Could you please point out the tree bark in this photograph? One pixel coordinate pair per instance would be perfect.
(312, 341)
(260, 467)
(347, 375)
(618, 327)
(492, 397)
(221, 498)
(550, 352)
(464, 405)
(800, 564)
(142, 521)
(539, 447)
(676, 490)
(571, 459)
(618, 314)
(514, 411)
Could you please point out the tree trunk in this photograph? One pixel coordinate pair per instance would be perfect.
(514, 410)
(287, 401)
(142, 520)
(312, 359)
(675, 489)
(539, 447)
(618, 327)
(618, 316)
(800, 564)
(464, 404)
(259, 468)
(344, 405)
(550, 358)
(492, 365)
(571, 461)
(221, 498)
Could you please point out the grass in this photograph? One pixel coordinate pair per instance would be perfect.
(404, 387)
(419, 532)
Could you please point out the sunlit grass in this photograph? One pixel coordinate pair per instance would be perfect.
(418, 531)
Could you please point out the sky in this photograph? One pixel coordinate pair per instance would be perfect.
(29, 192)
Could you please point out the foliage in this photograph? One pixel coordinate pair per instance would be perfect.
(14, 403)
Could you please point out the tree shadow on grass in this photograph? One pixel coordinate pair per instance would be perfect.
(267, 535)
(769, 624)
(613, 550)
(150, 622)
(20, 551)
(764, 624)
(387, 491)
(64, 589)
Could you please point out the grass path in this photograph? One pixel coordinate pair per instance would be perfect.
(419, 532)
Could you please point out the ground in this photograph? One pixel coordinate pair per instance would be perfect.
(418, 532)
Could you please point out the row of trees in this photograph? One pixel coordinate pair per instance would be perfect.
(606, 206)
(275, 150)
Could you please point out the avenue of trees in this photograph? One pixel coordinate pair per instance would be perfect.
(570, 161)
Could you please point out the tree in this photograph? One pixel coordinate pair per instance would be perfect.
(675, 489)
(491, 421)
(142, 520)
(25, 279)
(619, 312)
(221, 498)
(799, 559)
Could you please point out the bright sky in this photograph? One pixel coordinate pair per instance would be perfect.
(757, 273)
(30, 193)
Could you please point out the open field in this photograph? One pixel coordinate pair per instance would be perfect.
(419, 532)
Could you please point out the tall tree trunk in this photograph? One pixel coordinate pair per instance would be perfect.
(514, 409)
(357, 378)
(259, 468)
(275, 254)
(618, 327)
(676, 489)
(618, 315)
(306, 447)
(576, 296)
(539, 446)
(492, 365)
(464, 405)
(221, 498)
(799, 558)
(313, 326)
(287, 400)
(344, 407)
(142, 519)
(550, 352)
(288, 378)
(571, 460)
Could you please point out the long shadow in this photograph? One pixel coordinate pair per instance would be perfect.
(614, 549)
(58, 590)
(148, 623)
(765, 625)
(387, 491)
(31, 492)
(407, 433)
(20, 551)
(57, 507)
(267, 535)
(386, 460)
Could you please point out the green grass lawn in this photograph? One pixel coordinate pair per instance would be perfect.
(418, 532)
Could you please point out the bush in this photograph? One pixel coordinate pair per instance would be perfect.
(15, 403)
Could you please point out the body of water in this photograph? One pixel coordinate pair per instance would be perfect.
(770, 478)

**The problem**
Without omitting anything, retype all of the material above exactly.

**Response area**
Could you please point out the tree bark in this photograph? One pixel coordinate pair per instance would be perfect.
(312, 341)
(260, 467)
(347, 375)
(618, 327)
(492, 397)
(221, 498)
(550, 352)
(464, 405)
(800, 564)
(142, 521)
(539, 447)
(676, 490)
(571, 459)
(618, 314)
(514, 411)
Could you please point out the tree trunk in this photograph? One pixel coordinate pair per instance would be perfect.
(514, 410)
(287, 401)
(142, 520)
(312, 359)
(675, 489)
(539, 447)
(618, 327)
(618, 316)
(800, 564)
(464, 404)
(259, 468)
(344, 405)
(550, 358)
(492, 365)
(571, 461)
(221, 498)
Could you please point out the grass in this photograph? One pixel coordinate pair per instance would be perfect.
(404, 387)
(419, 532)
Could you please point out the sunlit grass in this photograph? One pixel coordinate pair per instance would be perfect.
(418, 531)
Could you please point out the sky in this photograph? One pixel coordinate pair per instance would be perfect.
(29, 192)
Could you please point out the foliage in this photograph? One pixel coordinate pair per instance would be perfect.
(14, 403)
Could you please point out the tree shadow on grass in this photograph? One pixel coordinate pair per instance would be perfect.
(267, 535)
(769, 624)
(613, 550)
(150, 622)
(20, 551)
(764, 624)
(387, 491)
(64, 589)
Could you please point out the grass path in this photograph? One pixel coordinate pair per instance would be perfect.
(419, 532)
Could you please point out the ground in this photograph? One pixel coordinate pair per instance would be perfect.
(418, 532)
Could you please point out the row of trees in this photograph? One pixel coordinate pair per instance would be perfect.
(606, 206)
(275, 150)
Could you please point out the avenue of trees in this photograph? One pixel coordinate pair per instance would be perfect.
(570, 161)
Could you please point out the tree in this photograph? One pixel coordinate pair per instance would be perfect.
(675, 489)
(491, 421)
(142, 520)
(25, 279)
(619, 312)
(221, 498)
(799, 559)
Could you please point out the bright sky in this photograph? One pixel coordinate pair per instance would be perfect.
(757, 273)
(30, 193)
Could you please point out the open field in this photograph? One pixel coordinate pair per instance would be perfect.
(419, 532)
Could you please point out the tall tree trunk in this photograph? One pixel coordinate pair per instance would be perfect.
(514, 409)
(357, 378)
(259, 468)
(275, 254)
(618, 327)
(676, 489)
(618, 315)
(306, 447)
(576, 296)
(539, 446)
(492, 365)
(464, 405)
(221, 498)
(799, 558)
(313, 326)
(287, 400)
(344, 407)
(142, 519)
(550, 352)
(288, 378)
(571, 460)
Could you please point out the long shadow in this photograph? One pixel coordinate pair per instance would be perfect.
(614, 549)
(58, 590)
(148, 623)
(765, 625)
(387, 491)
(31, 492)
(407, 433)
(20, 551)
(57, 507)
(267, 535)
(386, 460)
Could you please point out the green grass lawn in this photograph? One pixel coordinate pair per instance would be perfect.
(418, 532)
Could you please point out the bush in this photograph? One pixel coordinate pair per instance would be perfect.
(15, 403)
Could you please point out the body of water in this photograph? One pixel coordinate pair per instance would be perfect.
(770, 478)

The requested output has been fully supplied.